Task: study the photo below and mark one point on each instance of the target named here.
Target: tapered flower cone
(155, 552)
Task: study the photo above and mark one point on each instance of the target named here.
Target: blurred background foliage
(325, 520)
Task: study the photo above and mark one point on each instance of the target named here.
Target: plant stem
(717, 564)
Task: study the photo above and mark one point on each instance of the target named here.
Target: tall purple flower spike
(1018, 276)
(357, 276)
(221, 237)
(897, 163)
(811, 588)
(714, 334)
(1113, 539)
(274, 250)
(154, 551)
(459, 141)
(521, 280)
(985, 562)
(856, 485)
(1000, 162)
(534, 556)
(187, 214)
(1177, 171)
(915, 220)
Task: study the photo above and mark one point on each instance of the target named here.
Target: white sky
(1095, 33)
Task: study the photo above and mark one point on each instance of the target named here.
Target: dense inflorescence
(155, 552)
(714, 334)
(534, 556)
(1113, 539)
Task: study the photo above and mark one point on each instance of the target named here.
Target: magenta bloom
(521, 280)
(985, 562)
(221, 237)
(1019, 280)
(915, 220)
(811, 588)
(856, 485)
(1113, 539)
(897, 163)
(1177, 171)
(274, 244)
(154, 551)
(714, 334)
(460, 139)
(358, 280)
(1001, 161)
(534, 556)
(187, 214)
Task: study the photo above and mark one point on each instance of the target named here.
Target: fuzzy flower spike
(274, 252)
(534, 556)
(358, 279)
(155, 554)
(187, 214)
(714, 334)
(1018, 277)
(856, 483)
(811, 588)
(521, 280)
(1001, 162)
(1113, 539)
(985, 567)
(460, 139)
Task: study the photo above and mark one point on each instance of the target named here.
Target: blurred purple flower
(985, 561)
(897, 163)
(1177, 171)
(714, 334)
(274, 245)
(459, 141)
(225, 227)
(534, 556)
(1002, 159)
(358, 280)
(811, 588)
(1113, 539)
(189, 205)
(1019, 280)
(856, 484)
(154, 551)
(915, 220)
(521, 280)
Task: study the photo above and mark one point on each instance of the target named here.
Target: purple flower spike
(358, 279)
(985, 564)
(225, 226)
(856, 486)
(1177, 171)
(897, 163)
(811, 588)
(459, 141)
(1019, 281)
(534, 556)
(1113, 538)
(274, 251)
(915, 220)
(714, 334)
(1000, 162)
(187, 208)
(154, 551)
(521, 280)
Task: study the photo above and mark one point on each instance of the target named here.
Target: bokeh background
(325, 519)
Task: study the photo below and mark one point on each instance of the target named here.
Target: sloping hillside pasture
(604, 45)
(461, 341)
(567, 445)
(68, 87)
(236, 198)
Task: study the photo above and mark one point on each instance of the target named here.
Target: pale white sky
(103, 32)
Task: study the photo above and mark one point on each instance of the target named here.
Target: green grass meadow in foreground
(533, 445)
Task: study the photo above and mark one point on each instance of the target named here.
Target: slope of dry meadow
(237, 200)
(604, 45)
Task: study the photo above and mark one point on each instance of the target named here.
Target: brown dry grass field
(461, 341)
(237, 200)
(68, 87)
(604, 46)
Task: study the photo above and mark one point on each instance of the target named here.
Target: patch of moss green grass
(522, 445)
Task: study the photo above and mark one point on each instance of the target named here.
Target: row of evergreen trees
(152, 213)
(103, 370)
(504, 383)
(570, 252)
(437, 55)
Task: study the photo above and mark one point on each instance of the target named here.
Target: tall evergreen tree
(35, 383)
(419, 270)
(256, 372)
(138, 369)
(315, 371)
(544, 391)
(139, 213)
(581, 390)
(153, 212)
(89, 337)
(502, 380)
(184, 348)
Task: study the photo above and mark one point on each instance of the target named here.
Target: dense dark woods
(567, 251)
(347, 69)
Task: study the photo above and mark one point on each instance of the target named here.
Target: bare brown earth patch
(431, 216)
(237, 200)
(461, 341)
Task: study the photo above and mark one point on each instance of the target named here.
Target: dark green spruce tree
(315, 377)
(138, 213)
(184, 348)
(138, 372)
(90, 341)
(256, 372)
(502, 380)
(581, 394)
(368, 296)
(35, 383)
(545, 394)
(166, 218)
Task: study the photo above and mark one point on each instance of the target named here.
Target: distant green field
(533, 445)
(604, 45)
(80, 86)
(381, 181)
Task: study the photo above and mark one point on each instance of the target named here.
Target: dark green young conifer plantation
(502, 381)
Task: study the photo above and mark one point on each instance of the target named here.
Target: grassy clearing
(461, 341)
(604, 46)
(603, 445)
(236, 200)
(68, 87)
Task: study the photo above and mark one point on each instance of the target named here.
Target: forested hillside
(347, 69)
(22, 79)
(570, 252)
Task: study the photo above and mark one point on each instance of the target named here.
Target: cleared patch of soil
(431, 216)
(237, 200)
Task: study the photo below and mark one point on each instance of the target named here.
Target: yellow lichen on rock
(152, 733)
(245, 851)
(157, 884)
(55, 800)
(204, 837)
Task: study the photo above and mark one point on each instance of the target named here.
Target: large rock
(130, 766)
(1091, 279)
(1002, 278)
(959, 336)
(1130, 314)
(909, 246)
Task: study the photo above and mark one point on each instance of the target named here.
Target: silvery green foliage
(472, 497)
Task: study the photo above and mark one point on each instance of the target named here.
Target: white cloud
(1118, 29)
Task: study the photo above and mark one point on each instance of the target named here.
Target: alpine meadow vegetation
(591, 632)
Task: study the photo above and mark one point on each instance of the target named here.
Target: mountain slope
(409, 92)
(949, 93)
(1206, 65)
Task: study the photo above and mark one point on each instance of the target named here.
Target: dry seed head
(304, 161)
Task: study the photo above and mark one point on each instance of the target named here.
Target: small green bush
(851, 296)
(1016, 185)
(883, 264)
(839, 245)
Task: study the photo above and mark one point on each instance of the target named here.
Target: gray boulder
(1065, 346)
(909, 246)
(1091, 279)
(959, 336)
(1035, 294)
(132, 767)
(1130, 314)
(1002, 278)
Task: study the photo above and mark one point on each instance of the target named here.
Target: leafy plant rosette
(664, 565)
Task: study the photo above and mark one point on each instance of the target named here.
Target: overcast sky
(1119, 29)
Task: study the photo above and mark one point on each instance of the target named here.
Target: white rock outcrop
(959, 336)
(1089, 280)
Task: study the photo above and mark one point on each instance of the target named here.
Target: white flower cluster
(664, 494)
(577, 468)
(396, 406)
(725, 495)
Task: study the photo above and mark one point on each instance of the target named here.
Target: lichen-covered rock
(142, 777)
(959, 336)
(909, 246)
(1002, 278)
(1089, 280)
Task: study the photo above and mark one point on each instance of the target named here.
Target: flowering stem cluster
◆ ◆ ◆ ◆ ◆ ◆ ◆
**Written problem**
Take the entries and copy them out exactly.

**Answer to this task**
Task: study the photo below and mark one point on each instance of the target named here.
Target: tapered flower cone
(155, 552)
Task: study the photo above and mark one point on each instance of the target named here.
Target: blurred background foliage
(325, 520)
Task: study the photo above and mark one point on each instance of the target named here.
Target: plant stem
(717, 564)
Task: study the photo above and mark one point on each instance of the target named here.
Target: tall purple flower spike
(1018, 276)
(357, 276)
(221, 237)
(897, 163)
(811, 588)
(714, 334)
(1113, 539)
(274, 250)
(154, 551)
(459, 141)
(521, 280)
(985, 562)
(856, 485)
(1000, 162)
(534, 556)
(187, 214)
(1177, 171)
(915, 220)
Task: study the photo above and mark one point on each instance of the target named here.
Target: white sky
(1095, 33)
Task: study the photo above and mark one point on each instance of the target named here.
Target: dense inflorescence
(155, 552)
(714, 334)
(534, 556)
(1113, 539)
Task: study the photo above and mark one point on each instance of the target named here.
Target: magenta bloom
(521, 280)
(985, 562)
(221, 237)
(1019, 280)
(915, 220)
(811, 588)
(856, 485)
(1113, 539)
(897, 163)
(1177, 171)
(274, 244)
(154, 551)
(714, 334)
(460, 139)
(358, 280)
(1001, 161)
(534, 556)
(187, 214)
Task: study the photo above and mark one point on each instance of the target named here.
Target: fuzzy flower spike
(274, 252)
(534, 556)
(358, 279)
(155, 554)
(187, 214)
(714, 334)
(1018, 277)
(856, 483)
(811, 588)
(521, 280)
(1001, 162)
(1113, 539)
(985, 567)
(460, 139)
Task: study the photo above and mark one point on each instance of the target named here.
Target: blurred purple flower
(985, 561)
(897, 163)
(1177, 171)
(714, 334)
(274, 245)
(459, 141)
(225, 227)
(534, 556)
(1002, 159)
(358, 280)
(811, 588)
(1113, 539)
(189, 205)
(1019, 280)
(856, 484)
(154, 551)
(915, 220)
(521, 280)
Task: study the photo above and mark one point on each instance of the target named here.
Target: purple flower spike
(358, 279)
(985, 564)
(225, 226)
(856, 486)
(1177, 171)
(897, 163)
(811, 588)
(459, 141)
(1019, 281)
(534, 556)
(1113, 538)
(274, 251)
(915, 220)
(714, 334)
(1000, 162)
(187, 208)
(154, 551)
(521, 280)
Task: study the photo above and mark one point on each instance of the target named here.
Target: bokeh background
(325, 519)
Task: study the photo below and mark one point on each instance of the target named here.
Target: sloping hillside pasture
(604, 45)
(461, 341)
(567, 445)
(68, 87)
(236, 198)
Task: study the photo above and mark one point on each instance of the target named here.
Target: pale white sky
(103, 32)
Task: study the photo above and mark one point on each instance of the target named here.
Target: green grass meadow in foreground
(533, 445)
Task: study the photo above and mark one point on each instance of the target named here.
Target: slope of dry meadow
(237, 200)
(604, 45)
Task: study the photo above and mark one point on each instance of the target named here.
Target: brown dry grass field
(461, 341)
(237, 200)
(68, 87)
(604, 46)
Task: study the photo above and mark one point on each instance of the target named here.
Target: patch of moss green grass
(522, 445)
Task: study the photo above and mark one point on each instance of the target named here.
Target: row of evergreen trees
(152, 213)
(103, 370)
(504, 383)
(570, 252)
(437, 55)
Task: study the photo above and mark one point on each instance of the target named here.
Target: tall evergreen tree
(35, 383)
(419, 270)
(256, 372)
(138, 369)
(315, 371)
(544, 391)
(139, 213)
(581, 390)
(153, 212)
(89, 337)
(502, 380)
(184, 348)
Task: study the photo above and mark one point on each instance of the target named here.
Target: dense dark woods
(567, 251)
(347, 69)
Task: study the photo above and mark one point on each instance of the target named here.
Target: bare brown earth patch
(431, 216)
(237, 200)
(461, 341)
Task: study the photo above and mark one point on each instance of the target named here.
Target: dark green spruce tree
(315, 377)
(138, 213)
(184, 348)
(138, 372)
(90, 341)
(256, 372)
(502, 380)
(581, 394)
(368, 296)
(35, 383)
(545, 394)
(166, 218)
Task: study the photo above and mark one point on each instance of the target named here.
Target: distant green field
(533, 445)
(604, 45)
(80, 86)
(381, 181)
Task: study the photo above and mark one point on each instance of the target named here.
Target: dark green young conifer plantation
(502, 381)
Task: study the photo above and mark one point on each instance of the target named here.
Target: grassy clearing
(461, 341)
(604, 46)
(603, 445)
(236, 200)
(68, 87)
Task: study the photo above and mark one point on each instance of the target named here.
Target: forested hillside
(347, 69)
(22, 79)
(570, 252)
Task: study the photo above and mark one point on each instance of the target named here.
Target: cleared patch of soil
(431, 216)
(237, 200)
Task: study the photo below and mark one point on each instance of the target named here.
Target: yellow lichen on rock
(152, 733)
(245, 851)
(157, 884)
(55, 800)
(204, 837)
Task: study the photo above and mark one point on each instance of the target named here.
Target: large rock
(130, 766)
(1091, 279)
(1002, 278)
(959, 336)
(1130, 314)
(909, 246)
Task: study the photo above and mark one point on each instance of the target named here.
Target: silvery green foliage
(472, 497)
Task: study the photo above and mark one point on each instance of the target named here.
Target: white cloud
(1118, 29)
Task: study the photo above and mark one point on each instance of the target named here.
Target: alpine meadow vegetation
(591, 632)
Task: study the photo above and mark one point on each instance of the target named here.
Target: mountain slope
(409, 92)
(949, 93)
(1206, 65)
Task: study the photo above and mark one point on each instance of the target named here.
Target: dry seed head
(304, 161)
Task: study the photo above and mark one point on each instance of the target named here.
Target: small green bush
(851, 296)
(1016, 185)
(883, 264)
(839, 245)
Task: study the photo above and mark one point on each instance of the target named here.
Target: gray boulder
(1065, 346)
(909, 246)
(1091, 279)
(959, 336)
(1035, 294)
(132, 767)
(1130, 314)
(1002, 278)
Task: study the photo above and mark one point on each instance of the target named here.
Target: leafy plant rosette
(664, 565)
Task: study the photo above and mark one point on each instance of the target named here.
Target: overcast sky
(1119, 29)
Task: study the photo above and mark one point on each instance of the target named here.
Target: white rock outcrop
(959, 336)
(1089, 280)
Task: study the photo above and mark one point on each instance of the target named here.
Target: white flower cluster
(664, 494)
(577, 468)
(396, 406)
(725, 495)
Task: study the photo above and mark one point on each instance of the target named here.
Target: lichen-covered rock
(142, 777)
(959, 336)
(909, 246)
(1002, 278)
(1089, 280)
Task: study the photo above and mark one point on each instance of the target named here.
Target: flowering stem cluster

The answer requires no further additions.